» Text excerpt:
++++
Paul Runyan was ‘Little Poison’ in competition, but a gem on the lesson tee to generations of players
Paul Runyan didn’t have a slingshot to take down Goliath. Instead, he had a lethal short game, earning him the nickname “Little Poison.” In 1934, the 5-foot-7, 130-pounder defeated his former employer, Craig Wood, in 38 holes at the Park Club of Buffalo to win his first of two PGA Championships.
Four years later, as summer humidity gripped Shawnee-on-Delaware, Pennsylvania, Runyan faced Sam Snead, who out drove him by an average of 75 yards in the PGA Championship finals. Preparing himself for the grind by taking two cold baths a day, Runyan coolly downed Slammin’ Sam, 8 and 7. It was the most lopsided title match ever in the event conducted at match play, and throughout that week, Runyan was 24-under-par for the 196 holes he played. He made one bogey in his final 70 holes and birdied six of the seven par-5s that were played.
Even with these victories, the best of Runyan’s legacy came later and off the course. The native of Hot Springs, Arkansas, had a teaching and coaching acumen that attracted many premier professionals to his lesson tee, including Gene Littler, Phil Rodgers, Frank Beard, Jim Ferree and Mickey Wright.
Runyan wrote an influential book outlining his short-game methods, The Short Way to Lower Scoring. In 1998, he received the PGA Distinguished Service Award, given during the PGA Championship at one of his former places of business -- Sahalee Country Club in Sammamish, Washington. He played nine holes on the PGA course the day of his celebration. And in 2000, Runyan completed the annual Par-3 competition the day before the Masters—at the age of 91.
Said Runyan, “I’ve taken some pleasure out of being the little guy who has beaten the big fellows.”
With a ready smile and a twinkle in his eyes, he lit up like a candle when asked to recall legendary players of generations past. In 2001, this PGA Historian was the last journalist to interview him at his son’s home in Palm Desert, California.
++++
» Data excerpts:
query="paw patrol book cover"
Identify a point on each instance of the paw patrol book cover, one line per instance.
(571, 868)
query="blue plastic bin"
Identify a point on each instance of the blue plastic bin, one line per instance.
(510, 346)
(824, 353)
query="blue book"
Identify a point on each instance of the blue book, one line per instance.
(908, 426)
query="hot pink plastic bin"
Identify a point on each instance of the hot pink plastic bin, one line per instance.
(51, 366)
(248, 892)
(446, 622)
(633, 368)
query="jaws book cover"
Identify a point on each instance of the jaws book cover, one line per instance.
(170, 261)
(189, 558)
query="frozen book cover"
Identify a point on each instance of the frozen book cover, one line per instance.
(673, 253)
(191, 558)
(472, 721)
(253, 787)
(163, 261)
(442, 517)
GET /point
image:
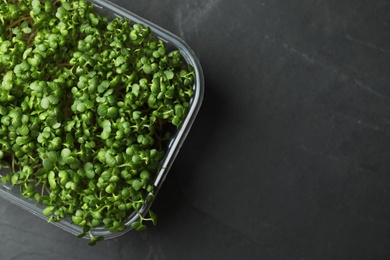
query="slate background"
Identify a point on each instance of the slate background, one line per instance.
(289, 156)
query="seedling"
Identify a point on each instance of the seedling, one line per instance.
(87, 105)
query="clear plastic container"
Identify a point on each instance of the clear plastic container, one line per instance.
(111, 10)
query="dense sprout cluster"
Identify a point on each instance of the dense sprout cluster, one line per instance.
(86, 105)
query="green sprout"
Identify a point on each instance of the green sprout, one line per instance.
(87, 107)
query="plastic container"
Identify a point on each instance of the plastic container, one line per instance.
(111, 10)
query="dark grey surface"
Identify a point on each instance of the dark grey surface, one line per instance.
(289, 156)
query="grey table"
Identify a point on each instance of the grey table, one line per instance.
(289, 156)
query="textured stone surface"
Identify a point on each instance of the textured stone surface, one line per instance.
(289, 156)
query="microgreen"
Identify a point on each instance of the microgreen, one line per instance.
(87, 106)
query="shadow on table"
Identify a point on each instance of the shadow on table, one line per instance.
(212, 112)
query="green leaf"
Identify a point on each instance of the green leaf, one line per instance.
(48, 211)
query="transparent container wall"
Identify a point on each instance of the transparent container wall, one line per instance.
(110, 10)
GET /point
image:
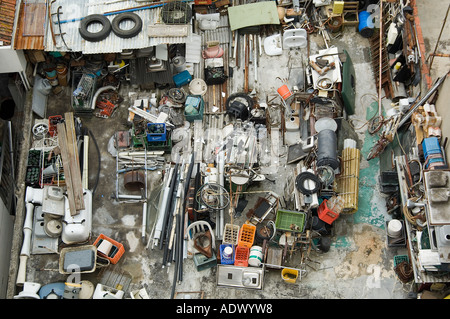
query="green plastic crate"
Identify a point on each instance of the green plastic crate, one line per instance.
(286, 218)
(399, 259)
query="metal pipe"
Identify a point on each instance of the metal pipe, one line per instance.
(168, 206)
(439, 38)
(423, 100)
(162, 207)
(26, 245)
++++
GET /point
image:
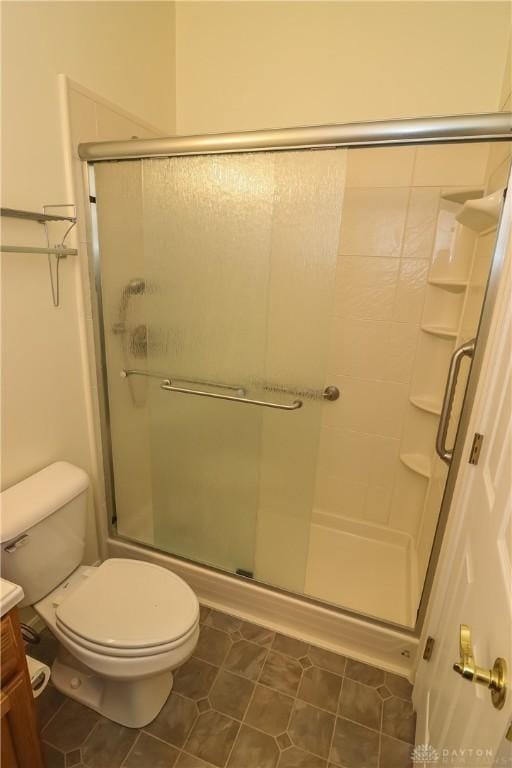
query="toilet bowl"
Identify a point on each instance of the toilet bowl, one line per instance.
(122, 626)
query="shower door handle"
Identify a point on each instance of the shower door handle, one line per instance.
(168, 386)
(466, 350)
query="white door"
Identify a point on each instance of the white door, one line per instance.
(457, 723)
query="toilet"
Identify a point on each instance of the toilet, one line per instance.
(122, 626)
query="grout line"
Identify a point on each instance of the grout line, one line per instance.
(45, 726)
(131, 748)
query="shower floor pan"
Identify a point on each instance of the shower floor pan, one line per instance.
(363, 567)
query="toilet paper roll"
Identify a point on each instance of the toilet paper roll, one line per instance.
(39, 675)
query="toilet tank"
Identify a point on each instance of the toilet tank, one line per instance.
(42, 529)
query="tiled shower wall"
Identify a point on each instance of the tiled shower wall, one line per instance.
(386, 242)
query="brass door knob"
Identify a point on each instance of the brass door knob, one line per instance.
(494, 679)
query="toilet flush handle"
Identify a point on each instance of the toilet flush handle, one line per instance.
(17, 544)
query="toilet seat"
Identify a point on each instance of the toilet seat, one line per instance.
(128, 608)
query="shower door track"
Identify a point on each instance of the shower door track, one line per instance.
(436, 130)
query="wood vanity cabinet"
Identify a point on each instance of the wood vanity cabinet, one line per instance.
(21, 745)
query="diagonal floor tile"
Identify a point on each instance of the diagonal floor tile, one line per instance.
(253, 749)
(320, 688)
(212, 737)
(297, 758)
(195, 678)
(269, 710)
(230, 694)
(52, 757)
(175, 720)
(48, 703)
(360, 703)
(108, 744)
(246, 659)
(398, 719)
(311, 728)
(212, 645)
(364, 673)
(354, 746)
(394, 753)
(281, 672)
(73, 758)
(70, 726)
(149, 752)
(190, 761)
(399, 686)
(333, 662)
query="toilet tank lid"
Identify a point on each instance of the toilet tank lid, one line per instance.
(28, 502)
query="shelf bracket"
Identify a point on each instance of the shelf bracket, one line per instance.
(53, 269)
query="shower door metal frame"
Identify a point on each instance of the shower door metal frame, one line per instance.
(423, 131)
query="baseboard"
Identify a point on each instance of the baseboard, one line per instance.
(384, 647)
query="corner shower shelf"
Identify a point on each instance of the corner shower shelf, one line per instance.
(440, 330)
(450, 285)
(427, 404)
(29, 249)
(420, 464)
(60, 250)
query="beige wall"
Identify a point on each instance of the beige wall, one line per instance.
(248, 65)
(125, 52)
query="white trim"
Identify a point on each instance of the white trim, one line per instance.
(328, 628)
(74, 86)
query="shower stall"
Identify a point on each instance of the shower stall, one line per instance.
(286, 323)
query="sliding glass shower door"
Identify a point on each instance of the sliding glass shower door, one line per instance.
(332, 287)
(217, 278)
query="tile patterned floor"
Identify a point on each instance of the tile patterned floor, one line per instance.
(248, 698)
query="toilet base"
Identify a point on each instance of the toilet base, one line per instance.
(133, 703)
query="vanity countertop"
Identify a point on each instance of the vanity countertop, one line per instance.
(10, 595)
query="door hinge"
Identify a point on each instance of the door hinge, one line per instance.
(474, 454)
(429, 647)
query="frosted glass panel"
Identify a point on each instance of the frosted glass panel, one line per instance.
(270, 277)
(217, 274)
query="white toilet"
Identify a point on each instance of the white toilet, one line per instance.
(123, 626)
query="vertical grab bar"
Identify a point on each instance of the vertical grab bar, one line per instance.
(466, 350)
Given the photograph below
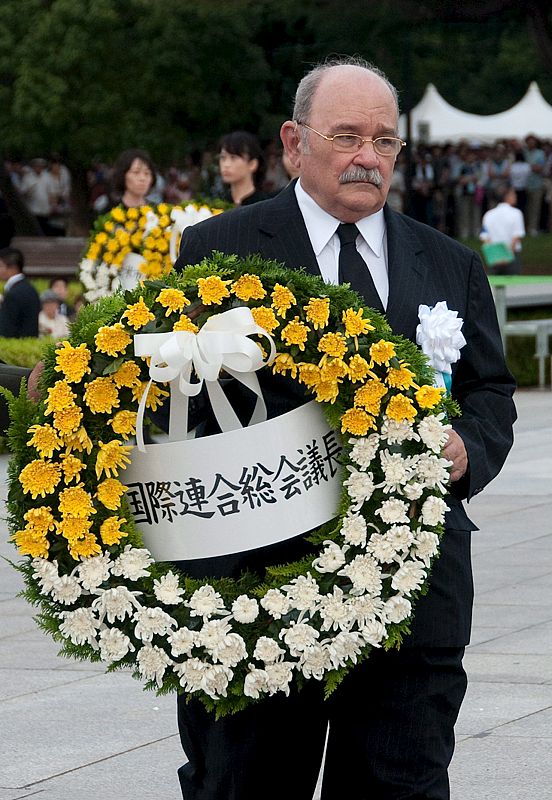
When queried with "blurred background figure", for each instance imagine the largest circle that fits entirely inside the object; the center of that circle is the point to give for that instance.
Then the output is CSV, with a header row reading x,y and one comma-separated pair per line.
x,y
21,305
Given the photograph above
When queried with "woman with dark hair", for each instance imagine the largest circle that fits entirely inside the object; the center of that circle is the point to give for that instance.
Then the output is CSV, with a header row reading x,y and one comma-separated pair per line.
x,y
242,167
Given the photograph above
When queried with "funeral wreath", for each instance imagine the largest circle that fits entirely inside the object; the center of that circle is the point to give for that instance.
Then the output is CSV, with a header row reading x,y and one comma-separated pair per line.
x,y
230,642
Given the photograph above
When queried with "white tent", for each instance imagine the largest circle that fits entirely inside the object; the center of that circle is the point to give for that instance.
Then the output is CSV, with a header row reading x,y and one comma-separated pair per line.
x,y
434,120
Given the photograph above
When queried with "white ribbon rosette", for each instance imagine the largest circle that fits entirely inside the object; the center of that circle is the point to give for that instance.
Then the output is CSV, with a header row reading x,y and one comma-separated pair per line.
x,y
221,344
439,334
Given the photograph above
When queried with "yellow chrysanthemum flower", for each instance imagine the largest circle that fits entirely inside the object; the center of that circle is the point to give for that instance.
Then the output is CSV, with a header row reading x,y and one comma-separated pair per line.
++++
» Problem statement: List every professional that the text about Paul Runyan names as drawn to his lesson tee. You won't need the data to do this.

» Response: Gene Littler, Phil Rodgers, Frank Beard, Jim Ferree, Mickey Wright